*Text shown*:
** begin **

Right now I'm getting an average for each month

SELECT EXTRACT(MONTH FROM date_time) AS month, EXTRACT(YEAR FROM date_time) AS year, avg("total") FROM my_table GROUP BY EXTRACT(MONTH FROM date_time), EXTRACT(YEAR FROM date_time)

But the SQL query needs to adjust so the total value current month - previous month

Is it possible?

For weekly

SELECT EXTRACT(WEEK FROM date_time) AS week, EXTRACT(YEAR FROM date_time) AS year, avg("total") FROM my_table GROUP BY EXTRACT(WEEK FROM date_time), EXTRACT(YEAR FROM date_time)

CodePudding user response:

Yes, it's possible:

SELECT t1.month, t2.year, t1.tot - t2.tot
(
SELECT EXTRACT(MONTH FROM date_time) AS month, EXTRACT(YEAR FROM date_time) AS year, avg("total") AS tot
FROM my_table GROUP BY EXTRACT(MONTH FROM date_time), EXTRACT(YEAR FROM date_time)
) t1
join (
SELECT EXTRACT(MONTH FROM date_time) AS month, EXTRACT(YEAR FROM date_time) AS year, avg("total") AS tot
FROM my_table GROUP BY EXTRACT(MONTH FROM date_time), EXTRACT(YEAR FROM date_time)
) t2
on ((t1.year = t2.year) and (t1.month = t2.month   1)) or
   ((t1.year = t2.year   1) and (t1.month = 1) and (t2.month = 12))

** end **

*Recorded data*:
** begin **

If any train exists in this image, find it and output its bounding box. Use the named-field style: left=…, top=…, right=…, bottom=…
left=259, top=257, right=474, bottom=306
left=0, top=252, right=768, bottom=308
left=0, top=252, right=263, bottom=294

** end **

*Directive 1*: In the SQL thread, list every column alias that comes right after the keyword AS, each one only once.
*Directive 2*: Which table does every query in the SQL thread read from?
*Directive 3*: Reproduce the part of the SQL thread that begins with the words containing "SELECT EXTRACT(WEEK FROM" and ends with "EXTRACT(WEEK FROM date_time), EXTRACT(YEAR FROM date_time)".

*Task solution 1*: month, year, week, tot

*Task solution 2*: my_table

*Task solution 3*:
SELECT EXTRACT(WEEK FROM date_time) AS week, EXTRACT(YEAR FROM date_time) AS year, avg("total") FROM my_table GROUP BY EXTRACT(WEEK FROM date_time), EXTRACT(YEAR FROM date_time)